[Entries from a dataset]
.....

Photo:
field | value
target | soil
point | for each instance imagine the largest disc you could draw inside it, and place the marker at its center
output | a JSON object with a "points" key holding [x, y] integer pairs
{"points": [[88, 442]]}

.....

Rewrite the data above, substituting "dot" for every occurrence of "marker" and leaving all other text unchanged.

Photo:
field | value
target | soil
point | for each instance imagine the largest disc you could draw inside it, and place the dot at its center
output | a JSON object with a "points" key holding [x, y] integer pairs
{"points": [[88, 442]]}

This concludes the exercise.